* Description of the task *
Copy each of the records below word for word, keeping every text line and leaving out the pictures.

[Start of Records to process]

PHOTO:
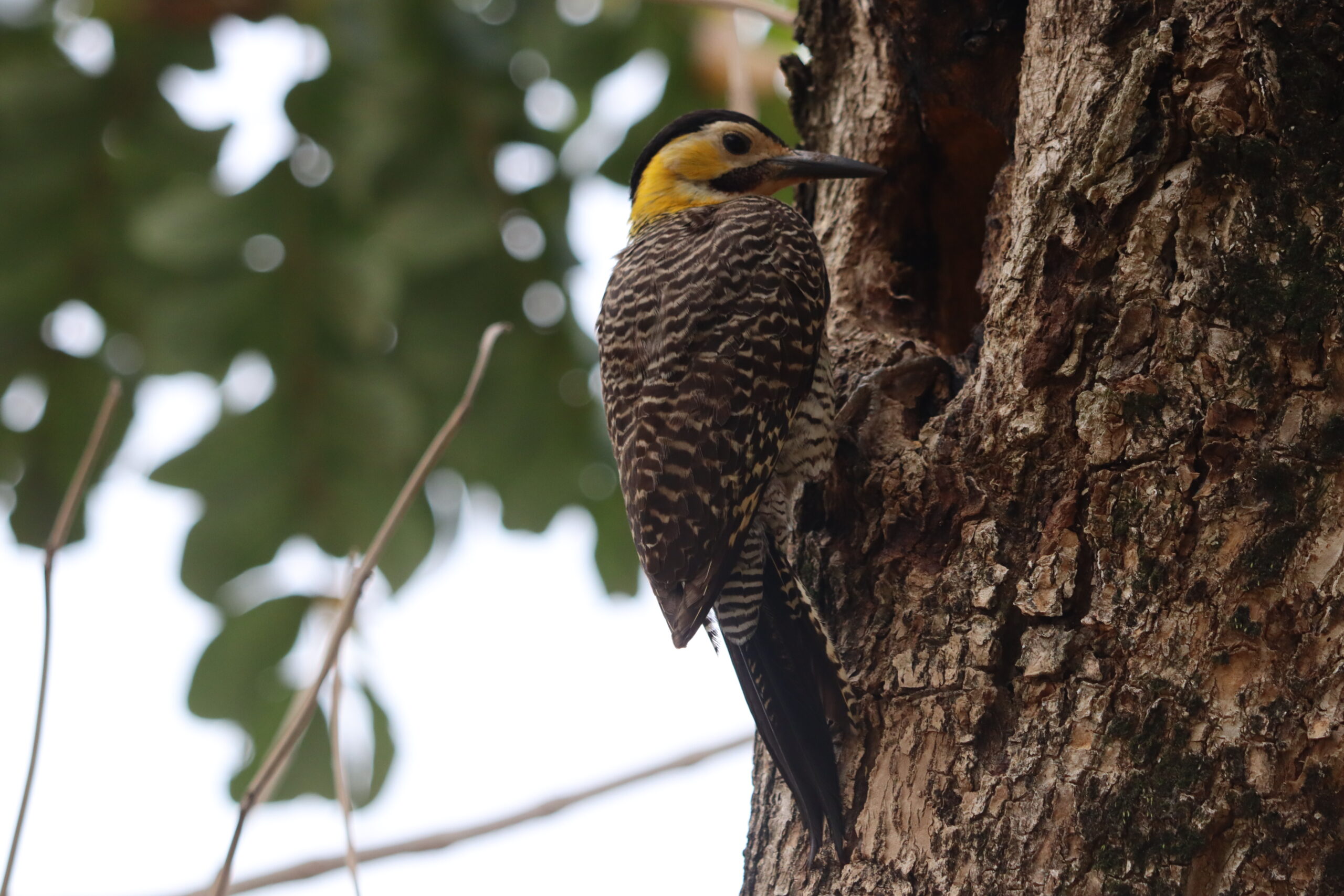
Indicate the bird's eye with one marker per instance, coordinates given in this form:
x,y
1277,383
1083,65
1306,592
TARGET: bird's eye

[End of Records to process]

* Response to this task *
PHOTO:
Indicate the bird's eye with one marker per instance, coordinates given in this form:
x,y
1277,383
1083,65
1306,592
TARGET: bird's eye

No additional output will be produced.